■ **Data in this exercise**:
* Start *
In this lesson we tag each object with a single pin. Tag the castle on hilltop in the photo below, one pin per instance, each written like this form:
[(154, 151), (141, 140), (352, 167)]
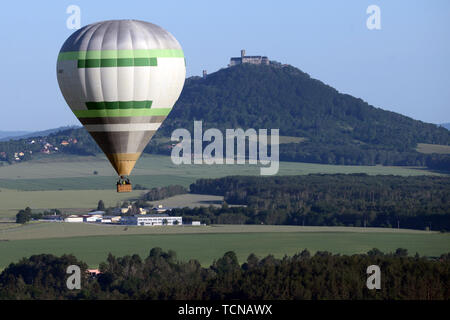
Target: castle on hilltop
[(248, 59)]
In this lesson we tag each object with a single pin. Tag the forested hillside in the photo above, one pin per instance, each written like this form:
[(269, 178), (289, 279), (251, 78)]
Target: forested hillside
[(160, 276), (328, 200), (338, 128)]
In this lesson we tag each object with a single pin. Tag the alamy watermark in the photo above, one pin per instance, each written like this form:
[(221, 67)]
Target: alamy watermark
[(236, 143), (373, 22), (374, 279)]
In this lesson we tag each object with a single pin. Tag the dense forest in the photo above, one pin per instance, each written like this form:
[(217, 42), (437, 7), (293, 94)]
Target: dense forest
[(160, 193), (160, 276), (337, 128), (421, 202)]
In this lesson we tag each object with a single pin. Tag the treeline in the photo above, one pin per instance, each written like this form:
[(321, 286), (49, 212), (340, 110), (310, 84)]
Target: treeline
[(160, 193), (439, 162), (160, 276), (421, 202), (25, 215), (338, 128)]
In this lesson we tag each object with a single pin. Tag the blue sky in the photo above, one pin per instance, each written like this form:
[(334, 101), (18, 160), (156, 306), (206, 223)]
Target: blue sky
[(404, 67)]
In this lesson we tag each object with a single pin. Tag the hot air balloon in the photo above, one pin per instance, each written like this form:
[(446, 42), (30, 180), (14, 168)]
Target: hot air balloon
[(121, 79)]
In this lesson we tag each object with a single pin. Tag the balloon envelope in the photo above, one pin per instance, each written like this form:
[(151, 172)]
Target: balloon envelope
[(121, 78)]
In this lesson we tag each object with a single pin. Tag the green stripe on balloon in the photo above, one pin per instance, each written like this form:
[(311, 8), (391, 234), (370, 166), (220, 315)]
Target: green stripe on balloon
[(123, 62), (120, 54), (145, 104), (121, 112)]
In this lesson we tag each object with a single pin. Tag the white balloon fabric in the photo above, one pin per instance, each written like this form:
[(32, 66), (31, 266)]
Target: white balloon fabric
[(121, 79)]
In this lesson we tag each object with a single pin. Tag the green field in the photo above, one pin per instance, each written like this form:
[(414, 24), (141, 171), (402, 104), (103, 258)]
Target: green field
[(153, 170), (212, 242), (69, 182)]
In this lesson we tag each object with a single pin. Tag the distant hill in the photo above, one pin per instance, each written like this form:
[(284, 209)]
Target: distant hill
[(339, 128), (17, 135), (9, 134), (335, 128)]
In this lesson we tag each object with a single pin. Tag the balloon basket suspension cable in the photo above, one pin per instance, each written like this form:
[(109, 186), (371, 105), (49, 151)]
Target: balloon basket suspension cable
[(124, 185)]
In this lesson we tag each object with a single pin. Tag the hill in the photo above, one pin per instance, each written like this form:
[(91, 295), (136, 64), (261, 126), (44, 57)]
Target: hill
[(334, 128), (17, 135)]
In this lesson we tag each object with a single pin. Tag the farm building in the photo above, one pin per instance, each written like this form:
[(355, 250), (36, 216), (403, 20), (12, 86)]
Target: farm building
[(73, 218), (152, 220)]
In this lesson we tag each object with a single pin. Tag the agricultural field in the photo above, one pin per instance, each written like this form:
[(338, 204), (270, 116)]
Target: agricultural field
[(80, 182), (153, 171), (432, 148), (206, 243)]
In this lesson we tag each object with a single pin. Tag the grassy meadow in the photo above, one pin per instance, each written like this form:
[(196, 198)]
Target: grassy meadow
[(208, 243)]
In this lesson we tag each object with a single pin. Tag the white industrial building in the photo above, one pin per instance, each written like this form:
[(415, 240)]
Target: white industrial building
[(151, 220), (73, 218)]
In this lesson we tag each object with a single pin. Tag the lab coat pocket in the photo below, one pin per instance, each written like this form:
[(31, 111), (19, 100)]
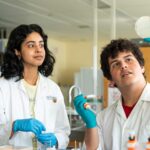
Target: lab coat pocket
[(3, 118), (144, 135)]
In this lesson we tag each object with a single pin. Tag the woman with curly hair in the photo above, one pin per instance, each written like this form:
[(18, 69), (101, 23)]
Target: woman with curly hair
[(32, 109)]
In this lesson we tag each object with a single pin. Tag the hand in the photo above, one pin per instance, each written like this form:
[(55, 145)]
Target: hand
[(48, 139), (87, 115), (28, 125)]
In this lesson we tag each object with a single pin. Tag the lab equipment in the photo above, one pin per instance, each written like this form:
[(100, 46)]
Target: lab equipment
[(48, 139), (29, 125), (148, 144), (85, 112), (142, 28)]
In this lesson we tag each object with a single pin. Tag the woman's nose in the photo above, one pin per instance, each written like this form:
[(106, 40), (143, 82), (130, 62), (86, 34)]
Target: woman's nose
[(38, 49)]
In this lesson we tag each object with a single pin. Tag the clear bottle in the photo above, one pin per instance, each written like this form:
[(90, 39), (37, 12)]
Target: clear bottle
[(148, 144), (132, 142)]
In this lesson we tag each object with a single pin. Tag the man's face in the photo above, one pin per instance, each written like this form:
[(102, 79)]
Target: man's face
[(125, 69)]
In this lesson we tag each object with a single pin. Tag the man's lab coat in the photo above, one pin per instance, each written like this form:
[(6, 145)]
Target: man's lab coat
[(14, 104), (114, 127)]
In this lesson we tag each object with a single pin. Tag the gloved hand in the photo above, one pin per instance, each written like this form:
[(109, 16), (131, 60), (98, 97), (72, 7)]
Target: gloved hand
[(87, 115), (28, 125), (48, 139)]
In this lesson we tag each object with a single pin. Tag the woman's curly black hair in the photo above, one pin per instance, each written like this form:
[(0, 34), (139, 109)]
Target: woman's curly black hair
[(113, 48), (12, 66)]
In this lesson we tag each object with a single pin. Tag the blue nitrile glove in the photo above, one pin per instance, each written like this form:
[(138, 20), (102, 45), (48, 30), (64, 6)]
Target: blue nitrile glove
[(87, 115), (28, 125), (48, 139)]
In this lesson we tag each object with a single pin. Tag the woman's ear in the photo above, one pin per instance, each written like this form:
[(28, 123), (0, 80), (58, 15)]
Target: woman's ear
[(143, 69), (112, 83), (18, 54)]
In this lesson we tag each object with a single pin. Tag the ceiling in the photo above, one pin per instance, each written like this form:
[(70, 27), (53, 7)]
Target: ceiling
[(73, 19)]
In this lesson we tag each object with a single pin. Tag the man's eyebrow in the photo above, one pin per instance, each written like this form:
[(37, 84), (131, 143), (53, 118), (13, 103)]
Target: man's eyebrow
[(115, 60), (34, 42)]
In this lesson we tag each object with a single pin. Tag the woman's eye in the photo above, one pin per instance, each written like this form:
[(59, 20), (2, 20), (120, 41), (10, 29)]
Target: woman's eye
[(42, 45), (129, 59)]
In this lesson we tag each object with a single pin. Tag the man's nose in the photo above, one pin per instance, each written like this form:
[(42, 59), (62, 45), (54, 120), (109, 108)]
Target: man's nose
[(124, 65)]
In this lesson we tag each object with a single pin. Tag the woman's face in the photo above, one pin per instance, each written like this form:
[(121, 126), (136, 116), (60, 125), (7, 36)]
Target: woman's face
[(32, 50)]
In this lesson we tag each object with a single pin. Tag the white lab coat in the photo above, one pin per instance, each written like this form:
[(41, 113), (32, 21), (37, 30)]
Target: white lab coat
[(14, 104), (114, 127)]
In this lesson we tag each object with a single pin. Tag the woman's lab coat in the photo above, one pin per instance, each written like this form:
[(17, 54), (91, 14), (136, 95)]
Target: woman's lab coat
[(14, 104), (114, 127)]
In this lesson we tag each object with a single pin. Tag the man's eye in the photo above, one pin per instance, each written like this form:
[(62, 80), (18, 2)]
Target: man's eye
[(30, 45), (115, 65)]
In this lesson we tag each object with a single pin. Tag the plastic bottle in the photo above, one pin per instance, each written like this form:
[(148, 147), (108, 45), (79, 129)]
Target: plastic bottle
[(132, 142), (148, 144)]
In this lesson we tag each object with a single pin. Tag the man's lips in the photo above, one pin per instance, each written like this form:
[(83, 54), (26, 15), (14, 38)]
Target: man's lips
[(124, 74)]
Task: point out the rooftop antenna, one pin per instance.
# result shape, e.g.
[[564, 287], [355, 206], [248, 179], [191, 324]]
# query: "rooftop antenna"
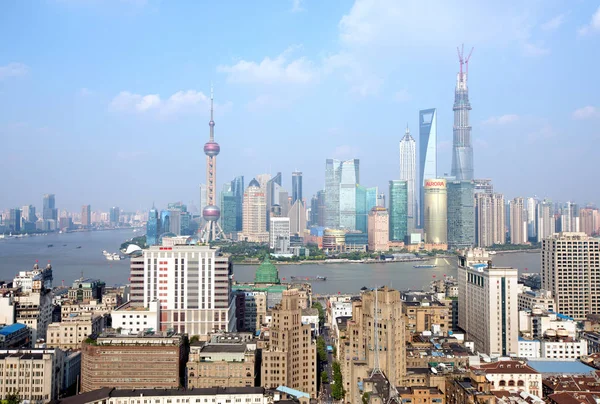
[[376, 368], [462, 60]]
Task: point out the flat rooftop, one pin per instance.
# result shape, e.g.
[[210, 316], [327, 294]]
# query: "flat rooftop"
[[560, 367]]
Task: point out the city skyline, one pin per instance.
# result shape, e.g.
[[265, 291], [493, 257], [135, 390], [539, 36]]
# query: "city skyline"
[[126, 114]]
* End *
■ **Given problem**:
Copy everything from the line containing "the woman with" down to the line containing "[(32, 109)]", swapping "curly hair" for "wavy hair" and changing nothing else.

■ **Exercise output**:
In this lesson we tag each object with a single pin. Tag the woman with wavy hair in the photo above, one pin per instance, each written like this form:
[(18, 69), (101, 23)]
Target: woman with wavy hair
[(32, 109)]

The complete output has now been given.